Short exercise —
Restate all the material verbatim, except for the pictures.

-- Start Input for this task --

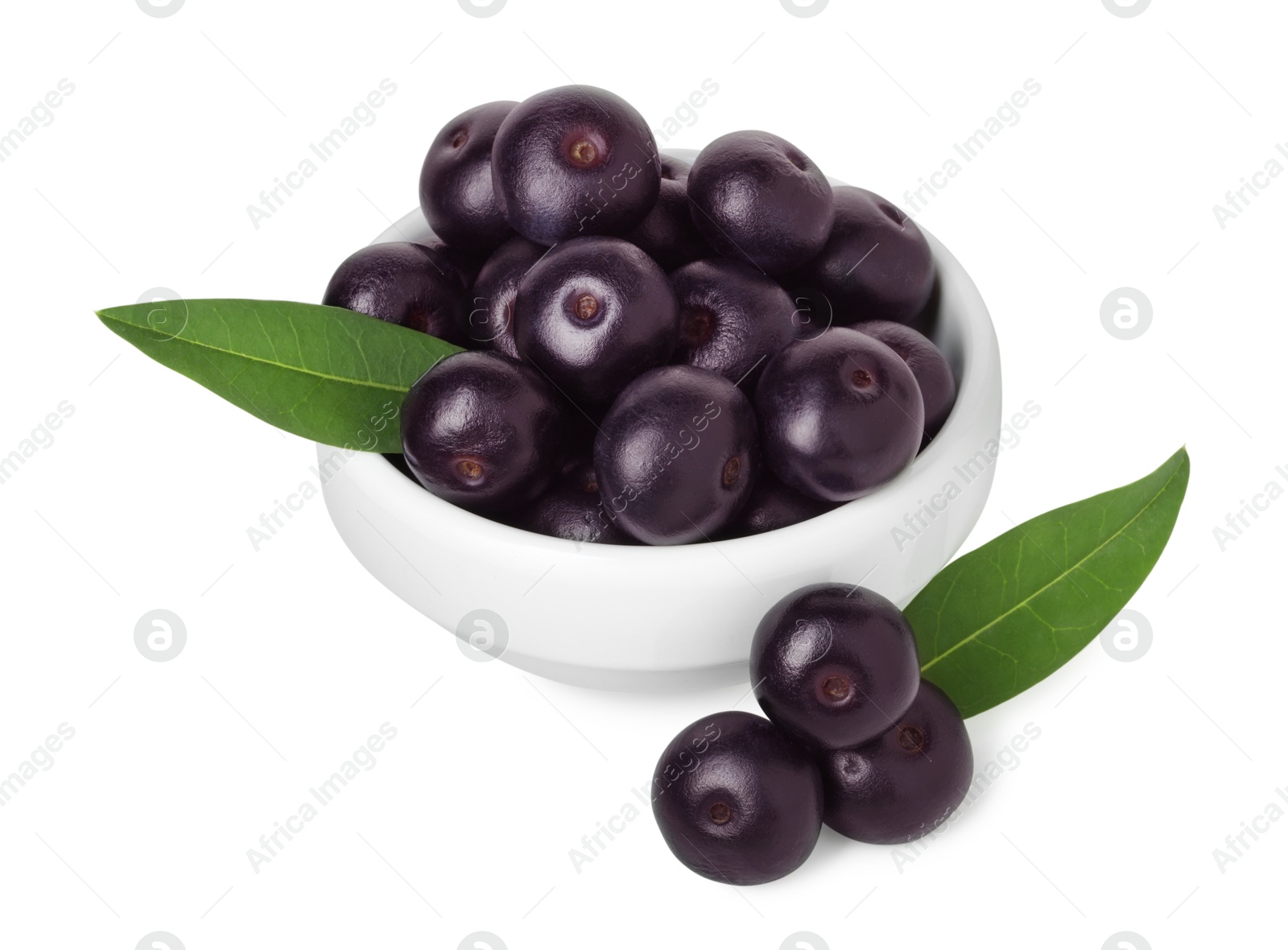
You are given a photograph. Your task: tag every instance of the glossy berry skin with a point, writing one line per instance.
(575, 161)
(667, 234)
(483, 432)
(592, 314)
(456, 193)
(876, 266)
(772, 506)
(676, 455)
(835, 666)
(840, 415)
(905, 783)
(401, 282)
(758, 199)
(464, 266)
(573, 511)
(737, 801)
(934, 376)
(489, 311)
(732, 318)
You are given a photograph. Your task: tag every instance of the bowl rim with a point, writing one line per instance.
(978, 345)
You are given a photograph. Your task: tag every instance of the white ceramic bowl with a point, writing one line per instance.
(674, 618)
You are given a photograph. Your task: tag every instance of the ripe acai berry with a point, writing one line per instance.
(906, 782)
(758, 199)
(732, 318)
(483, 432)
(489, 309)
(575, 161)
(934, 376)
(840, 415)
(401, 282)
(876, 264)
(592, 314)
(835, 664)
(737, 801)
(456, 192)
(676, 455)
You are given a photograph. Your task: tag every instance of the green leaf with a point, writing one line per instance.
(322, 372)
(1010, 613)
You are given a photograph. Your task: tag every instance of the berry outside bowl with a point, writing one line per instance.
(673, 618)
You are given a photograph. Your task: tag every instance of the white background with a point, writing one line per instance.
(295, 655)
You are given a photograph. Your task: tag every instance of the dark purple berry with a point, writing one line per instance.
(456, 193)
(667, 234)
(876, 264)
(772, 506)
(905, 783)
(835, 664)
(737, 801)
(934, 375)
(483, 432)
(732, 318)
(840, 415)
(758, 199)
(403, 283)
(575, 161)
(464, 266)
(489, 318)
(676, 455)
(572, 510)
(592, 314)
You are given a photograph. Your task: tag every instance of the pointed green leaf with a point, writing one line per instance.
(322, 372)
(1014, 610)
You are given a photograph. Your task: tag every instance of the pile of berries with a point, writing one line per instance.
(856, 739)
(654, 353)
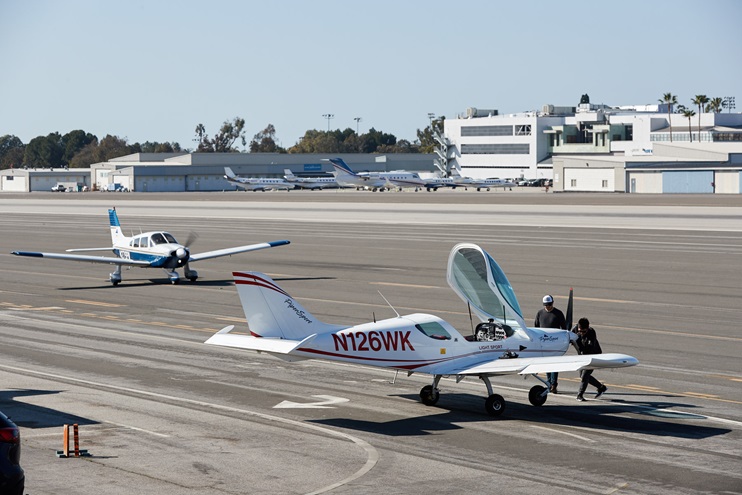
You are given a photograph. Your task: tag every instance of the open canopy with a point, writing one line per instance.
(477, 279)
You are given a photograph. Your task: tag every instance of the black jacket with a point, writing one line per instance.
(588, 343)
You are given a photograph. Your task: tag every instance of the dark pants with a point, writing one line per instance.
(587, 377)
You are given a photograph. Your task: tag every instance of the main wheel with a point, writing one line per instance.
(429, 395)
(494, 405)
(536, 395)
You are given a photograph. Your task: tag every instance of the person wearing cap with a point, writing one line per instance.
(550, 317)
(587, 343)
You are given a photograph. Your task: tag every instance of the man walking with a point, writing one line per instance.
(550, 317)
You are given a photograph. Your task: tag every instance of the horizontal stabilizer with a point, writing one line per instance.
(261, 344)
(554, 364)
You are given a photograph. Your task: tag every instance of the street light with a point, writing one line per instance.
(329, 117)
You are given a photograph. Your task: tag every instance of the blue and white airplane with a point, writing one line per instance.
(256, 183)
(375, 181)
(155, 249)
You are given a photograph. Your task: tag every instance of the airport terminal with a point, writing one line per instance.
(586, 148)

-- End Input for this task --

Response to this task —
You are given a photograph. Your task: tag every instance of the glossy berry skin with a point, writing one line per instance.
(575, 161)
(667, 234)
(483, 432)
(592, 314)
(456, 193)
(876, 266)
(772, 506)
(676, 455)
(835, 666)
(840, 415)
(905, 783)
(401, 282)
(758, 199)
(464, 266)
(573, 511)
(737, 801)
(934, 376)
(489, 311)
(732, 318)
You are given a photograph. Your task: tag every instance of the bowl rim with a point, writing one line per instance.
(978, 345)
You are given a photograph. Your task: tag every instance of the white ceramic bowl with a point, writing one line per instance.
(674, 618)
You are given a photograph. Your task: tag every instance of the ripe acai berry with a point, writing one line per instance.
(906, 782)
(758, 199)
(732, 318)
(483, 432)
(489, 309)
(575, 161)
(934, 376)
(840, 415)
(401, 282)
(876, 264)
(592, 314)
(835, 664)
(737, 801)
(456, 192)
(676, 455)
You are given a photograph. Your task: tag every instance of the green leaf with a point, writing one line per instance.
(322, 372)
(1010, 613)
You are given a photograph. Your task: tag every instance of the berry outside bowl with a point, writing one line per instance.
(673, 618)
You are given a photograph. Your task: tag every instance of the white background with a point, writing one line per instance.
(295, 655)
You are given a photograph. Your task: tag every instance of the dark purple berry with a point, writing one line per instance.
(456, 193)
(667, 234)
(876, 264)
(772, 506)
(905, 783)
(835, 664)
(737, 801)
(934, 375)
(483, 432)
(732, 318)
(840, 415)
(758, 199)
(403, 283)
(575, 161)
(464, 266)
(489, 318)
(676, 455)
(572, 510)
(592, 314)
You are given a photograph. Your task: tag every instance of the pointed green leaf with a point, writing one line per instance.
(322, 372)
(1014, 610)
You are given a photograph. Your task: tag every instance of the pile of berries with a point, writing one line per instance.
(856, 739)
(654, 353)
You are given a photograph. Your task: tag every instance of the open canopy with a point, writing one line per instance.
(477, 279)
You are given a photograph. Your task: tag every instance of the black jacket with a point, writing one line per instance.
(588, 343)
You are given a photograph. Your task: tag every instance of the dark pants with a point, writing one line per instance.
(587, 377)
You are given a photograph. Your task: tag every instance of the main wheel with a point, writing one line per instance.
(429, 395)
(494, 405)
(536, 395)
You are given a photograph. Your task: tag every instance of the person wearing cap with a point, writing one line per instance.
(550, 317)
(587, 343)
You are given a photograph. Your task: tag every instance of the man walking with a point, writing one line per instance.
(550, 317)
You are given a photograph. Your task: tag every instance of the horizontal stabilizer with a point, writing one line per instance.
(261, 344)
(554, 364)
You are given a photograph. Your task: tag every instance of the street light with a point, writing one line per instance.
(329, 117)
You are given a photograph. Your task: tag every instance of the blue and white airplane with a point, writing one line per instance.
(256, 183)
(375, 181)
(155, 249)
You are given a photograph. Your task: tag every instance of the airport terminal with a point, writing one line per instance.
(586, 148)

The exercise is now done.